Clapping and Counting: Assessment’s (Very Brief) Past

Academia tends to have a fairly narrow view of its own administrative history, especially when it comes to the strange, epiphenomenal genres of assessment that underwrite it. Faculty assessment discourse—applicant dossiers, reader's reports, letters of recommendation—all have an aura of deep entrenchment about them.  Like most of the trappings of bureaucratic being, these sorts of things feel like they've been around forever.

But they haven't. A rather bizarre example: well into the late-17th century, faculty promotions at the University of Königsberg were made by way of a kind of academic clap-o-meter. Applicants landed coveted chair positions based largely on the amount and intensity of the applause their lectures generated.[1] Some of this ovation was of the figurative rather than the actual sort: disputation-dissertations (that is, publications) and invitations to scholarly societies counted too, but only as outward signs of diligence, not explicit markers of accomplishment. In general academic success in Baroque Germany was much more a matter of social charisma, renown, and, well, clapping, than anything like a publication history or "contribution to the field."

**Problem description:**
List the examples of faculty assessment discourse that the assessment history passage names. The lines that follow have no connection to the assessment history passage.

**Material provided:**
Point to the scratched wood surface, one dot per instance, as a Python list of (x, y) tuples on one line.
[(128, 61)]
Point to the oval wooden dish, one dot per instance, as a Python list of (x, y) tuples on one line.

**Solution to the exercise:**
Applicant dossiers
Reader's reports
Letters of recommendation